[[ SOURCE INFORMATION open ]]

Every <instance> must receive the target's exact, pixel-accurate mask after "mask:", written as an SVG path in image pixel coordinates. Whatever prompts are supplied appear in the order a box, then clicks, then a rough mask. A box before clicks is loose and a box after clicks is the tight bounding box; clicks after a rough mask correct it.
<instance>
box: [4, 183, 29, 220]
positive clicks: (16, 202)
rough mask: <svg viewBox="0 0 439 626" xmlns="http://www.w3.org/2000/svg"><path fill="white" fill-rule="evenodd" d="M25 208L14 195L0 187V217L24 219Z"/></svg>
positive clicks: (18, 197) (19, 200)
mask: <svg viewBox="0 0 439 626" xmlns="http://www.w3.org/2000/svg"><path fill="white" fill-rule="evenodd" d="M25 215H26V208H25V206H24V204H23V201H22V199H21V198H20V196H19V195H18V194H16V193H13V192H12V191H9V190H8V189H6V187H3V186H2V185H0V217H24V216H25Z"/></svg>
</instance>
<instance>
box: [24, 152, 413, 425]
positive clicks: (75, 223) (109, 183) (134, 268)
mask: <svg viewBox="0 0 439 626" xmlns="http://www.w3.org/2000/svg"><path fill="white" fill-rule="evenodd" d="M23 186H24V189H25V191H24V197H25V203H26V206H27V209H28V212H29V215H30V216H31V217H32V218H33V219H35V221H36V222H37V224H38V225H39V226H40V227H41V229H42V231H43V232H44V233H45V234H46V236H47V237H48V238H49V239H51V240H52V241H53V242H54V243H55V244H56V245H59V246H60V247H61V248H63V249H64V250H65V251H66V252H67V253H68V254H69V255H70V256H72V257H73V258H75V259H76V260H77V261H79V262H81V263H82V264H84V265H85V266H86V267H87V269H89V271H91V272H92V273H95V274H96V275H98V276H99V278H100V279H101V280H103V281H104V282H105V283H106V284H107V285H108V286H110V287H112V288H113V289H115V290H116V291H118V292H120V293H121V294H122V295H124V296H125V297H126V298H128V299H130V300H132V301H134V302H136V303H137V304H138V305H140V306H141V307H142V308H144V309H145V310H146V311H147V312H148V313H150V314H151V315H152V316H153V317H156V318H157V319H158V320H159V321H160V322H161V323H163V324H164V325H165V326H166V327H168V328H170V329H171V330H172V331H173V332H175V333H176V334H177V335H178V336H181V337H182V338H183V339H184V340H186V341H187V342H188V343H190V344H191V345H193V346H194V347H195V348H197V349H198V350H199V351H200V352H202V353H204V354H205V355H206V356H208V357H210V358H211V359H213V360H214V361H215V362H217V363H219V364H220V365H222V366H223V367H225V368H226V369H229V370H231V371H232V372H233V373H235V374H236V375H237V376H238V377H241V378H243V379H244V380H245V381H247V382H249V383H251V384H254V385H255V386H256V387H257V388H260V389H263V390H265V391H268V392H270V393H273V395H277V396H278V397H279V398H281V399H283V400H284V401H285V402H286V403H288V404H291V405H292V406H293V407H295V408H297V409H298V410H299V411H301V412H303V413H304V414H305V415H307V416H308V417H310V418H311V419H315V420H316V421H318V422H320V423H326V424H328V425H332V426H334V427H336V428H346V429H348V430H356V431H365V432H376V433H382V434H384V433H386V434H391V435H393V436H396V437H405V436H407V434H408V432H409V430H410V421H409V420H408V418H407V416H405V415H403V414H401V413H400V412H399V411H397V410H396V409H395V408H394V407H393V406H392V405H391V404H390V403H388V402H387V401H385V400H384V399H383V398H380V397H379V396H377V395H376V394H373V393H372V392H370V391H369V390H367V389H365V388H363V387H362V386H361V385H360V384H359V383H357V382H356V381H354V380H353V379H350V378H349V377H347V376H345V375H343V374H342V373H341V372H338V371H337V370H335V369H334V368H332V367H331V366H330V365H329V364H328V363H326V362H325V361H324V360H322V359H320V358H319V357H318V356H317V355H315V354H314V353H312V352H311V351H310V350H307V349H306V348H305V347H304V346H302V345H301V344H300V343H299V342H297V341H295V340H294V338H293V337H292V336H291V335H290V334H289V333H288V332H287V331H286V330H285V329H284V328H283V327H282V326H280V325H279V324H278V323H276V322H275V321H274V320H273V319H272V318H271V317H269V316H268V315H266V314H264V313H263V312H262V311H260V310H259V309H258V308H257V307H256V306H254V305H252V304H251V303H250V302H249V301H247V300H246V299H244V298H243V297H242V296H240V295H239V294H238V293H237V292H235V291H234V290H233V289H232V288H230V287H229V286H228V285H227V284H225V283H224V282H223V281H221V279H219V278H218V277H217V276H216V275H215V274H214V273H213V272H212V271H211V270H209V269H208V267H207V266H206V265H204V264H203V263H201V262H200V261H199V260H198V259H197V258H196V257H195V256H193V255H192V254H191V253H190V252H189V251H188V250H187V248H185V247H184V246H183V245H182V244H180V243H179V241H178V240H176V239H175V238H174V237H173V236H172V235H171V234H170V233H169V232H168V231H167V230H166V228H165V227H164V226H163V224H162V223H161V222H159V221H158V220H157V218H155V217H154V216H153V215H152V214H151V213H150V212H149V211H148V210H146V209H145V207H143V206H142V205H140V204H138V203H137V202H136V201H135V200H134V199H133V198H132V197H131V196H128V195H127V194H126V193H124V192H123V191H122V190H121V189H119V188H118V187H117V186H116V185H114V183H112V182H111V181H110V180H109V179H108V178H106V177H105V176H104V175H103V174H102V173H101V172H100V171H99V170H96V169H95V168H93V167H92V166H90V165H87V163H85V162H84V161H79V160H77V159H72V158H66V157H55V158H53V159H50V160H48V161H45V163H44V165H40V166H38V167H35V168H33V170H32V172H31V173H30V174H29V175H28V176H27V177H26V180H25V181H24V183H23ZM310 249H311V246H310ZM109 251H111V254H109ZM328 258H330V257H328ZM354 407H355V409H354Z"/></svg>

[[ SOURCE INFORMATION closed ]]

[DESCRIPTION OF THE TASK]:
Copy the lines of the data above exactly as written, beginning with the line containing "positive clicks: (16, 202)" and ending with the line containing "rough mask: <svg", and leave out all other lines.

[RESPONSE FOR THIS EXERCISE]:
positive clicks: (16, 202)
rough mask: <svg viewBox="0 0 439 626" xmlns="http://www.w3.org/2000/svg"><path fill="white" fill-rule="evenodd" d="M25 208L14 195L0 187V217L24 219Z"/></svg>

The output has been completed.